+++ Textauszug

Label Watch: Les Disques Bongo Joe

09.06.2022
Kraftfabrik für unentdeckte Sounds: Zwei Jahre nachdem der Plattenladen Bongo Joe Records im Schweizer Genf seine Türen öffnete, veröffentlichte das dazugehörige Label Les Disques Bongo Joe im Dezember 2015 seinen ersten Release. Label wie Store gründete Musiker Cyril Yeterian. Die Mission: Bisher unbekannte Musik auf die Karte bringen und damit für neue Inspiration sorgen. Was wunderbar funktioniert.

++++++

Zitieren Sie den Textauszug ab der Stelle mit den Worten „Label Watch: Les“ und hören Sie nach „Was wunderbar funktioniert.“ auf. Die anschließende Auflistung hat mit dem Textauszug nichts zu tun.

+++ Datenauszüge

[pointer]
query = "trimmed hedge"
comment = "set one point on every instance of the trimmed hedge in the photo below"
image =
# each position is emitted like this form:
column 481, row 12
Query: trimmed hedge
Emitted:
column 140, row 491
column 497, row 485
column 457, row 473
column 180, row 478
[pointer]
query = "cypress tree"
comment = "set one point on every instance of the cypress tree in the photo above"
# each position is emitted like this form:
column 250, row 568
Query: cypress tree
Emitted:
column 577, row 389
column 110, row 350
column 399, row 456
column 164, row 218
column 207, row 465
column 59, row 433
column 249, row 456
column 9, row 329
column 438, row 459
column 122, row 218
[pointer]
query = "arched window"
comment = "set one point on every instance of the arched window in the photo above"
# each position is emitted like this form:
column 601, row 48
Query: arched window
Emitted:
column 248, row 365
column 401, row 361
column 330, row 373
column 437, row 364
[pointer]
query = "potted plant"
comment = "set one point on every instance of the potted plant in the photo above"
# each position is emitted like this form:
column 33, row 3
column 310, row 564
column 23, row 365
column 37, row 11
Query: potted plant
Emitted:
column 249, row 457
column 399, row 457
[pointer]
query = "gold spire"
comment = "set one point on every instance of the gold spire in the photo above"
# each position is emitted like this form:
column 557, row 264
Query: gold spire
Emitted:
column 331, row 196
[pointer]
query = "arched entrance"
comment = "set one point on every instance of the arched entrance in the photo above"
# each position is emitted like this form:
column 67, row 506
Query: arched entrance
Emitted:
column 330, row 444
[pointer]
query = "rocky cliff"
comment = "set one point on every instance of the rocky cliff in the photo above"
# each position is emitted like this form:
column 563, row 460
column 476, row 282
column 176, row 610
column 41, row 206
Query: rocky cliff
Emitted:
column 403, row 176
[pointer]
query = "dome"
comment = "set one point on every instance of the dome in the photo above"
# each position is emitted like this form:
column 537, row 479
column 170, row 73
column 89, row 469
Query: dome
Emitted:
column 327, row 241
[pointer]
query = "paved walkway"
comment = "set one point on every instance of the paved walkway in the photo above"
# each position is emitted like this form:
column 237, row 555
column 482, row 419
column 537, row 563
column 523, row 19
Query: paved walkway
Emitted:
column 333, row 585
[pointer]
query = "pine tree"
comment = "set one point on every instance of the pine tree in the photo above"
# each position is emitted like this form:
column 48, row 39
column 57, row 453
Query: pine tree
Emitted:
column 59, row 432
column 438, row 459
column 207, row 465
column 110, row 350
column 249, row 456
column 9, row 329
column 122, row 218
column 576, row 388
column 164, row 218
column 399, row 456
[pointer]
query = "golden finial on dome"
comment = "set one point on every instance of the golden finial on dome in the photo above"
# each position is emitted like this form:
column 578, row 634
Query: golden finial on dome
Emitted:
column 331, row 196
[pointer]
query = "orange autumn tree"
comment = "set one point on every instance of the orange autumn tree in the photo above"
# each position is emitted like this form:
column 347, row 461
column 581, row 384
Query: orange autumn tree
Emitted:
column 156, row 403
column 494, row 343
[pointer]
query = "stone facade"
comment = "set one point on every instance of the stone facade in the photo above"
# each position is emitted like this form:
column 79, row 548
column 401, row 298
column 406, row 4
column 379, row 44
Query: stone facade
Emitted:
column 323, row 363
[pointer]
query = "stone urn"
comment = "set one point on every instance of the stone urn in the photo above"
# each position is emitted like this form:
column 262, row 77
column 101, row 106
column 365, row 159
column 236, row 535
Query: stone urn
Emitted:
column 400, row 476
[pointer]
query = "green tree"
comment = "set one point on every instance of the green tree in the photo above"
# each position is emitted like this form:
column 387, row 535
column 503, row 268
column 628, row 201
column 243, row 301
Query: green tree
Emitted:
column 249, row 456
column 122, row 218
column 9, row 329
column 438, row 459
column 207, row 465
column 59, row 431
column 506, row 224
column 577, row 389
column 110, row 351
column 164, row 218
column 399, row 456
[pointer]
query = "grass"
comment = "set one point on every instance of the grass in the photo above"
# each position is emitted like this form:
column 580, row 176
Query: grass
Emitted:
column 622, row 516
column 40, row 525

++++++

§ Lösung
Label Watch: Les Disques Bongo Joe

09.06.2022
Kraftfabrik für unentdeckte Sounds: Zwei Jahre nachdem der Plattenladen Bongo Joe Records im Schweizer Genf seine Türen öffnete, veröffentlichte das dazugehörige Label Les Disques Bongo Joe im Dezember 2015 seinen ersten Release. Label wie Store gründete Musiker Cyril Yeterian. Die Mission: Bisher unbekannte Musik auf die Karte bringen und damit für neue Inspiration sorgen. Was wunderbar funktioniert.